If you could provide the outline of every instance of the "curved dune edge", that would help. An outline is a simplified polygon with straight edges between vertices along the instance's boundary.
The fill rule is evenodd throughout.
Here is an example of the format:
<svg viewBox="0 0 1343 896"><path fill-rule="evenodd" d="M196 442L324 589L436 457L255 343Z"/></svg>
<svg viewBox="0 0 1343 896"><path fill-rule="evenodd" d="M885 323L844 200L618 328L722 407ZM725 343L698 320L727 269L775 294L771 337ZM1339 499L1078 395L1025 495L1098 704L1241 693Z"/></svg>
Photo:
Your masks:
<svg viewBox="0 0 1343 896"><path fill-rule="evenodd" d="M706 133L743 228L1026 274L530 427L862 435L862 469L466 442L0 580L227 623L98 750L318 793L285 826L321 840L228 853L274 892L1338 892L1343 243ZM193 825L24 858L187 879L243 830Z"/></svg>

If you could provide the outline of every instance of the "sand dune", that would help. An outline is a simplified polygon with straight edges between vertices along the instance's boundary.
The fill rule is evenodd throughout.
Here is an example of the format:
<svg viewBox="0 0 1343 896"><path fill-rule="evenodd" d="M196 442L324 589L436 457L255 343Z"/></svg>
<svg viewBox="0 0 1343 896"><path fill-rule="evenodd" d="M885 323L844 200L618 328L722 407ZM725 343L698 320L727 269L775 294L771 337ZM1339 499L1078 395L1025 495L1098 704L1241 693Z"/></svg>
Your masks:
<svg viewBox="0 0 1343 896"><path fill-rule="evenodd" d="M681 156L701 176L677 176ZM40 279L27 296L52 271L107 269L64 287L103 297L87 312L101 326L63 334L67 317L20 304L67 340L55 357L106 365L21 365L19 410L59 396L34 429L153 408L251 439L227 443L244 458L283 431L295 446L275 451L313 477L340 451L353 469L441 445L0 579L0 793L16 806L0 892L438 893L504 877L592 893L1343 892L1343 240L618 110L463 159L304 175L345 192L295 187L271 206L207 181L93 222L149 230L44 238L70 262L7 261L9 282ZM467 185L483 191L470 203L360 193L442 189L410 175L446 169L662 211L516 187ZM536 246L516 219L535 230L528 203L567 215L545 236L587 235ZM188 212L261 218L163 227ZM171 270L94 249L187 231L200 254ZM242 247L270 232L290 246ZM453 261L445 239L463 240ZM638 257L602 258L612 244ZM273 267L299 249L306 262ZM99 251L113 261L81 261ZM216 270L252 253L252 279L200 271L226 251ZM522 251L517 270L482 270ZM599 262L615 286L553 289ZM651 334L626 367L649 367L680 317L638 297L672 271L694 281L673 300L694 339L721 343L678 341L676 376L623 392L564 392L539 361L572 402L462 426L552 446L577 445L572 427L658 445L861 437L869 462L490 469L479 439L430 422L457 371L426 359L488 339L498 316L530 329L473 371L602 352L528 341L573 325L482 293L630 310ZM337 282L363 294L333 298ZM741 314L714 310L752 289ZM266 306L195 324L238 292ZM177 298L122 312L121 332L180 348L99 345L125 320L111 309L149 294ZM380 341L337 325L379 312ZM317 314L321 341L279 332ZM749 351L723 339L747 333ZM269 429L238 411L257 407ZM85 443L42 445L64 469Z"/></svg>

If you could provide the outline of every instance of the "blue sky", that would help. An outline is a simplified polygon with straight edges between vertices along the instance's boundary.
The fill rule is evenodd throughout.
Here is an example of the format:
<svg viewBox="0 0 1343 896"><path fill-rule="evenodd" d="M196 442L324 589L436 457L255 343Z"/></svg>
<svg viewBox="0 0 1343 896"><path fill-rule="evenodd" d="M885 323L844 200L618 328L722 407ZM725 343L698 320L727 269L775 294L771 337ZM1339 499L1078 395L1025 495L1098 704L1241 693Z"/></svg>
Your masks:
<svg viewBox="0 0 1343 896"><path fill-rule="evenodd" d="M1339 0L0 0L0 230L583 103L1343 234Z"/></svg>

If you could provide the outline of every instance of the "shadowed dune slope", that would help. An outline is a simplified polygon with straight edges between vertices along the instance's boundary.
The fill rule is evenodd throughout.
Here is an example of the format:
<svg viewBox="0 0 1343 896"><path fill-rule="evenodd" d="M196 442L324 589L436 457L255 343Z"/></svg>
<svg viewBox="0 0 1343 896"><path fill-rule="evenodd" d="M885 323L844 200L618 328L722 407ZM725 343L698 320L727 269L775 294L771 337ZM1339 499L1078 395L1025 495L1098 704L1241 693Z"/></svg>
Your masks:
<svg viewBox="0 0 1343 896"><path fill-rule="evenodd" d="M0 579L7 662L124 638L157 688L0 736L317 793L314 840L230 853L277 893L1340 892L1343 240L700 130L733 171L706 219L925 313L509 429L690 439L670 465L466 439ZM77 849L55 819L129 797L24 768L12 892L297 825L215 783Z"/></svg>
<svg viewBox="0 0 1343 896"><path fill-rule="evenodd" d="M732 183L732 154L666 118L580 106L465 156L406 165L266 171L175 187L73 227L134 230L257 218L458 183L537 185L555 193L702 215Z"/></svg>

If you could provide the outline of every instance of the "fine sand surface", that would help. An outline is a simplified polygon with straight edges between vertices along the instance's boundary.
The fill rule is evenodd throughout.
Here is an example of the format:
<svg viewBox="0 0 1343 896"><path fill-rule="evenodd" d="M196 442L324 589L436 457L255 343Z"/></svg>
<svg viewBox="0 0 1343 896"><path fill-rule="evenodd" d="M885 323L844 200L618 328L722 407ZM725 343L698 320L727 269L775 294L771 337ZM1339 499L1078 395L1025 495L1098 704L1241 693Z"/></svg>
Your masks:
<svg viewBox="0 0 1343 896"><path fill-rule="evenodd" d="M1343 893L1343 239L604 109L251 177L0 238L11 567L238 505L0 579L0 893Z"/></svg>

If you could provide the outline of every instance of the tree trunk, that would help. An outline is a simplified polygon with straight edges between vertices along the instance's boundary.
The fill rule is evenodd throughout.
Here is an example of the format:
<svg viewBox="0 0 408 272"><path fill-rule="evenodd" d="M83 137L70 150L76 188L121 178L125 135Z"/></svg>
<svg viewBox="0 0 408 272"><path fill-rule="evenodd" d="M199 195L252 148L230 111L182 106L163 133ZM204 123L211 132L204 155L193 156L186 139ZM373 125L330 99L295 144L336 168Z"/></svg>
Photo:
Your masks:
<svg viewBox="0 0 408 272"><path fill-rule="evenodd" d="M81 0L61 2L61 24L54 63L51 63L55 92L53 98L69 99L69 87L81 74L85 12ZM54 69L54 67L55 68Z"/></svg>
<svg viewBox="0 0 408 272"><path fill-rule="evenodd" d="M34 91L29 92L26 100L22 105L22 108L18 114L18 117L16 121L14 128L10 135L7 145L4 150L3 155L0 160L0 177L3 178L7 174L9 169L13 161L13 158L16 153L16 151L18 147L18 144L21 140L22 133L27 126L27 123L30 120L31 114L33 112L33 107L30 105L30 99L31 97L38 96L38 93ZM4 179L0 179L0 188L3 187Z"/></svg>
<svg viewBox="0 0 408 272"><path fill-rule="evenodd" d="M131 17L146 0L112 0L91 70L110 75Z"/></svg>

→ YOUR GOAL
Output every entry shown above, exactly.

→ FINISHED EXERCISE
If you could provide the outline of every instance of the "curved dune edge", that would help. An outline is a simplified polygon with straight edges between vertices along the instance's boundary.
The fill rule is evenodd throughout.
Here is an example of the format:
<svg viewBox="0 0 1343 896"><path fill-rule="evenodd" d="M196 442L324 589L436 457L255 343Z"/></svg>
<svg viewBox="0 0 1343 896"><path fill-rule="evenodd" d="M885 323L844 200L618 328L722 407ZM725 343L698 320L727 269L775 294L771 337ZM1339 499L1078 395L1025 495L1098 704L1241 693Z"/></svg>
Photo:
Your masks:
<svg viewBox="0 0 1343 896"><path fill-rule="evenodd" d="M706 133L743 228L1026 274L530 427L862 435L862 469L466 442L0 580L227 623L98 750L318 793L285 826L321 840L228 853L274 892L1338 892L1343 243ZM193 825L24 858L187 879L243 830Z"/></svg>

If you could provide the outline of every instance of the "sand dune", that would help. An outline is a simplified polygon with straight edges between vertices along the instance's boundary.
The fill rule is evenodd throughout.
Here is an example of the format:
<svg viewBox="0 0 1343 896"><path fill-rule="evenodd" d="M196 442L324 589L436 457L255 343Z"/></svg>
<svg viewBox="0 0 1343 896"><path fill-rule="evenodd" d="M885 323L844 200L618 328L722 407ZM725 343L698 320L727 269L775 294L771 337ZM1339 499L1078 395L1025 495L1098 704L1241 693Z"/></svg>
Your masks:
<svg viewBox="0 0 1343 896"><path fill-rule="evenodd" d="M681 156L701 176L677 176ZM40 279L27 296L52 271L107 269L64 287L103 297L87 312L101 326L63 334L67 317L20 304L67 340L55 357L106 365L21 365L19 410L59 396L34 429L153 408L251 439L227 443L244 458L283 431L295 446L275 451L313 477L340 451L353 469L441 445L0 579L0 793L16 806L0 892L438 893L504 877L592 893L1343 892L1343 240L618 110L463 159L304 175L345 192L295 187L271 206L207 181L93 222L149 230L44 238L70 262L7 261L9 282ZM467 185L483 191L470 203L360 193L442 189L410 175L446 169L662 211L516 187ZM536 246L516 219L535 230L528 203L567 215L545 236L587 235ZM188 212L261 218L163 227ZM171 270L94 249L187 231L200 254ZM242 247L270 232L290 246ZM453 261L445 239L463 240ZM638 257L602 258L612 244ZM273 267L299 249L306 262ZM99 251L113 261L81 261ZM216 270L252 253L252 279L200 271L226 251ZM522 251L517 270L482 270ZM599 262L615 286L553 289ZM651 334L626 367L649 367L680 317L638 297L672 271L694 281L673 300L694 339L721 343L678 341L676 376L623 392L564 392L539 361L572 402L462 426L552 446L577 445L572 427L658 445L861 437L869 462L490 469L479 439L430 422L457 371L426 359L488 339L498 316L530 329L473 371L602 352L528 341L573 325L482 293L630 310ZM337 282L363 294L333 298ZM741 314L714 310L752 289ZM266 306L195 324L238 292ZM177 298L122 312L121 332L180 348L99 345L125 320L111 309L149 294ZM380 341L337 325L379 312ZM317 314L321 341L279 332ZM749 351L723 339L747 333ZM269 429L238 411L257 407ZM85 443L42 445L64 469Z"/></svg>

If you could provide the outline of every instance of the "blue sky", that would help. An outline is a simplified polygon with straight edges between vertices along the instance's boundary.
The fill rule is evenodd throughout.
Here is an example of the format:
<svg viewBox="0 0 1343 896"><path fill-rule="evenodd" d="M196 442L324 589L436 457L255 343Z"/></svg>
<svg viewBox="0 0 1343 896"><path fill-rule="evenodd" d="M885 323L844 200L618 328L722 407ZM725 343L698 320L727 269L775 294L771 337ZM1339 499L1078 395L1025 495L1098 704L1241 693Z"/></svg>
Your masks:
<svg viewBox="0 0 1343 896"><path fill-rule="evenodd" d="M1339 0L0 0L0 230L583 103L1343 234Z"/></svg>

If you could provide the outline of every instance of the "shadowed dune slope", that would help. An outline is a simplified polygon with straight edges between vertices along the instance's boundary.
The fill rule is evenodd throughout.
Here is an example of the format:
<svg viewBox="0 0 1343 896"><path fill-rule="evenodd" d="M196 442L324 589L436 457L255 343Z"/></svg>
<svg viewBox="0 0 1343 896"><path fill-rule="evenodd" d="M885 323L844 200L618 328L722 407ZM725 343L698 320L727 269L775 294L771 337ZM1339 499L1078 395L1025 495L1098 704L1241 693Z"/></svg>
Your masks:
<svg viewBox="0 0 1343 896"><path fill-rule="evenodd" d="M0 579L7 662L124 638L157 688L0 736L317 793L314 840L230 853L277 893L1340 892L1343 240L700 130L733 171L706 219L925 313L509 429L690 439L670 465L466 439ZM77 849L55 819L129 797L24 768L12 892L297 825L215 783Z"/></svg>
<svg viewBox="0 0 1343 896"><path fill-rule="evenodd" d="M732 183L732 154L666 118L580 106L465 156L406 165L266 171L175 187L73 227L134 230L257 218L458 183L537 185L555 193L702 215Z"/></svg>

If you could provide the outline of every instance of the "fine sand surface", that would help. An outline is a simplified polygon with straight edges between vertices along the instance's boundary.
The fill rule is evenodd throughout.
Here is an example of the format:
<svg viewBox="0 0 1343 896"><path fill-rule="evenodd" d="M196 442L324 589L436 457L255 343Z"/></svg>
<svg viewBox="0 0 1343 896"><path fill-rule="evenodd" d="M885 323L844 200L618 328L722 407ZM725 343L698 320L727 269L775 294L771 337ZM1339 499L1078 395L1025 495L1098 704L1241 693Z"/></svg>
Your masks:
<svg viewBox="0 0 1343 896"><path fill-rule="evenodd" d="M1343 893L1343 239L604 109L251 177L0 238L11 567L238 505L0 579L0 893Z"/></svg>

If you could provide the outline of every instance of the tree trunk, that would help. An outline is a simplified polygon with straight edges between vertices along the instance's boundary.
The fill rule is evenodd throughout.
Here is an example of the format:
<svg viewBox="0 0 408 272"><path fill-rule="evenodd" d="M83 137L70 150L76 188L121 178L125 135Z"/></svg>
<svg viewBox="0 0 408 272"><path fill-rule="evenodd" d="M199 195L252 148L230 111L182 106L163 133ZM204 123L211 132L204 155L193 156L186 139ZM373 125L330 99L295 144L336 168Z"/></svg>
Photo:
Your masks:
<svg viewBox="0 0 408 272"><path fill-rule="evenodd" d="M81 0L61 2L61 24L54 63L51 63L55 92L53 98L69 99L69 87L81 74L85 12ZM54 69L54 67L55 68Z"/></svg>
<svg viewBox="0 0 408 272"><path fill-rule="evenodd" d="M34 91L29 92L26 100L22 105L22 108L18 114L18 117L16 121L14 128L10 135L7 145L4 150L3 155L0 160L0 177L3 178L7 174L9 169L13 161L13 158L16 153L16 151L18 147L18 144L21 140L22 133L27 126L27 123L30 120L31 114L33 112L33 107L30 105L30 99L31 97L38 96L38 93ZM4 179L0 179L0 188L3 187Z"/></svg>
<svg viewBox="0 0 408 272"><path fill-rule="evenodd" d="M131 17L146 0L112 0L91 70L110 75Z"/></svg>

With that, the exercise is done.